▶ **PAGE TEXT**:
_ _ _ _ _ _ _

Chen's original paper is commonly cited as the definitive reference for entity relationship modeling though the concept of object relationship had been developed a year earlier by Schmid and Swenson as reported in the 1975 ACM SIGMOD Proceedings . Chen is one of the pioneers of using entity–relationship concepts in software and information system modeling and design. Before Chen's paper, the basic entity–relationship ideas were used mostly informally by practitioners. Chen first published an abstract and presented his ER model in the First Very Large Database Conference in September 1975, the same year of a paper with similar concepts written by A. P. G. Brown. Chen's main contributions are formalizing the concepts, developing a theory with a set of data definition and manipulation operations, and specifying the translation rules from the ER model to several major types of databases (including the Relational Database). He also popularized the model and introduced it to the academic literature.

_ _ _ _ _ _ _

▶ **PROVIDED RECORDS**:
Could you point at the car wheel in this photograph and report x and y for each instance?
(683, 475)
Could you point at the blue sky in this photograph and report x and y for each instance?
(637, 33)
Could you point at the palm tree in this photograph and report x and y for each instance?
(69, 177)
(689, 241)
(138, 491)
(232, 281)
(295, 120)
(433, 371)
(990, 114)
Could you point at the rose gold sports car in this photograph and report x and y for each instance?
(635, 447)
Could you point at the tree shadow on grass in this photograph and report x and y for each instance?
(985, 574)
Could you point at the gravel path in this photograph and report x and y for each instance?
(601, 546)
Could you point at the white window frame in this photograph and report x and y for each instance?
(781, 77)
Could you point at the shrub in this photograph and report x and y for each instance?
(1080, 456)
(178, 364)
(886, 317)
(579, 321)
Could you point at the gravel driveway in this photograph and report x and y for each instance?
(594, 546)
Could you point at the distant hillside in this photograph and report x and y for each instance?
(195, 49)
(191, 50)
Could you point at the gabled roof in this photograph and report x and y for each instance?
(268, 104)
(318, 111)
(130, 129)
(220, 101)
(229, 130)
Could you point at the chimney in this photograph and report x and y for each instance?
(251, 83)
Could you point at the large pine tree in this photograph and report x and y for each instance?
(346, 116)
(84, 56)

_ _ _ _ _ _ _

▶ **DIRECTION**:
Name every person besides Chen who is mentioned in the passage on entity–relationship modeling.

▶ **RESPONSE TO THIS EXERCISE**:
Schmid, Swenson, A. P. G. Brown